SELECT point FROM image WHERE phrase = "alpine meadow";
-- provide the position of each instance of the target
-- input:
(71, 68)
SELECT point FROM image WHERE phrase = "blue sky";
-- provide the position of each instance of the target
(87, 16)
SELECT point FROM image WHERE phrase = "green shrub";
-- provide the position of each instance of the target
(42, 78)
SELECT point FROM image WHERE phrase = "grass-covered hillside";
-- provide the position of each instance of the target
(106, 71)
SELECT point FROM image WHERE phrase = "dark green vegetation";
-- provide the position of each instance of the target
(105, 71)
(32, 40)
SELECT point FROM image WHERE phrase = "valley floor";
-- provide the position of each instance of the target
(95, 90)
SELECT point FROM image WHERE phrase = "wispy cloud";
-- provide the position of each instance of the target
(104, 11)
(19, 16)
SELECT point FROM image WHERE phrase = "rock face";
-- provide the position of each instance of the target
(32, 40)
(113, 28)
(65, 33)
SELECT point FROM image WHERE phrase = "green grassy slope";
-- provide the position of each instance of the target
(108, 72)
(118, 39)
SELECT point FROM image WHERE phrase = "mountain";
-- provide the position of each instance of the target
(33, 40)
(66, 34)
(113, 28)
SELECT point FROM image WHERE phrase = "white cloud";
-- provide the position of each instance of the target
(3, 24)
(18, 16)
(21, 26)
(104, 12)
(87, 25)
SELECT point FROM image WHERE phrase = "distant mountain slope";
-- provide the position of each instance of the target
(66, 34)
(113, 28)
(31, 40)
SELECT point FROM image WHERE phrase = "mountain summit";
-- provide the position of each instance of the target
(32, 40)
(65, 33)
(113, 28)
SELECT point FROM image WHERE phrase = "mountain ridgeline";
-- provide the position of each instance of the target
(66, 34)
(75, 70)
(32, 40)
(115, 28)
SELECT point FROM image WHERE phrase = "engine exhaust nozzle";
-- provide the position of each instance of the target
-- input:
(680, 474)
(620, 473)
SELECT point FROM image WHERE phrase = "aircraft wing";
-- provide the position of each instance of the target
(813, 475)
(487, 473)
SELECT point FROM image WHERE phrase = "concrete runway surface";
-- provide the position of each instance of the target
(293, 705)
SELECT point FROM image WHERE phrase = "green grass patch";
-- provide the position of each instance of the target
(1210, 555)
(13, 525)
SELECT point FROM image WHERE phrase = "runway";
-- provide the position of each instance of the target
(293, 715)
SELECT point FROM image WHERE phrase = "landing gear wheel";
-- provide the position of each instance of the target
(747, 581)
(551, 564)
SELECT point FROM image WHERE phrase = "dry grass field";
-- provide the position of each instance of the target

## Problem details:
From the listing above, extract every line exactly as it stands.

## Exercise output:
SELECT point FROM image WHERE phrase = "alpine meadow";
-- provide the position of each instance of the target
-- input:
(71, 68)
SELECT point FROM image WHERE phrase = "blue sky";
-- provide the position of each instance of the target
(87, 16)
SELECT point FROM image WHERE phrase = "green shrub";
-- provide the position of each instance of the target
(42, 78)
SELECT point FROM image WHERE phrase = "grass-covered hillside";
-- provide the position of each instance of the target
(106, 71)
SELECT point FROM image WHERE phrase = "dark green vegetation";
-- provide the position of each instance of the target
(105, 71)
(32, 40)
SELECT point FROM image WHERE phrase = "valley floor";
-- provide the position of each instance of the target
(95, 90)
SELECT point FROM image WHERE phrase = "wispy cloud";
-- provide the position of each instance of the target
(104, 11)
(19, 16)
SELECT point FROM image WHERE phrase = "rock face";
-- provide the position of each instance of the target
(32, 40)
(113, 28)
(65, 33)
SELECT point FROM image WHERE phrase = "green grassy slope";
-- provide the position of each instance of the target
(108, 72)
(118, 39)
SELECT point FROM image WHERE phrase = "mountain";
-- provide the position of each instance of the target
(33, 40)
(66, 34)
(113, 28)
SELECT point FROM image WHERE phrase = "white cloud";
-- provide the position of each instance of the target
(3, 24)
(18, 16)
(21, 26)
(104, 12)
(87, 25)
SELECT point FROM image WHERE phrase = "distant mountain slope";
-- provide the position of each instance of the target
(66, 34)
(113, 28)
(31, 40)
SELECT point FROM image WHERE phrase = "mountain summit";
-- provide the position of each instance of the target
(32, 40)
(65, 33)
(113, 28)
SELECT point FROM image WHERE phrase = "mountain ridgeline";
-- provide the position of each instance of the target
(66, 34)
(75, 70)
(32, 40)
(115, 28)
SELECT point FROM image WHERE phrase = "engine exhaust nozzle";
-- provide the position of each instance of the target
-- input:
(680, 474)
(620, 473)
SELECT point FROM image WHERE phrase = "aircraft wing";
-- provide the position of each instance of the target
(813, 475)
(487, 473)
SELECT point FROM image WHERE phrase = "concrete runway surface";
-- provide the position of each instance of the target
(293, 705)
SELECT point FROM image WHERE phrase = "green grass patch";
-- provide the position of each instance of the target
(1210, 555)
(13, 525)
SELECT point FROM image WHERE phrase = "runway";
-- provide the position of each instance of the target
(293, 715)
SELECT point FROM image WHERE phrase = "landing gear wheel";
-- provide the position of each instance of the target
(747, 581)
(551, 564)
SELECT point FROM image WHERE phrase = "dry grass field";
-- provide the position of each instance of the target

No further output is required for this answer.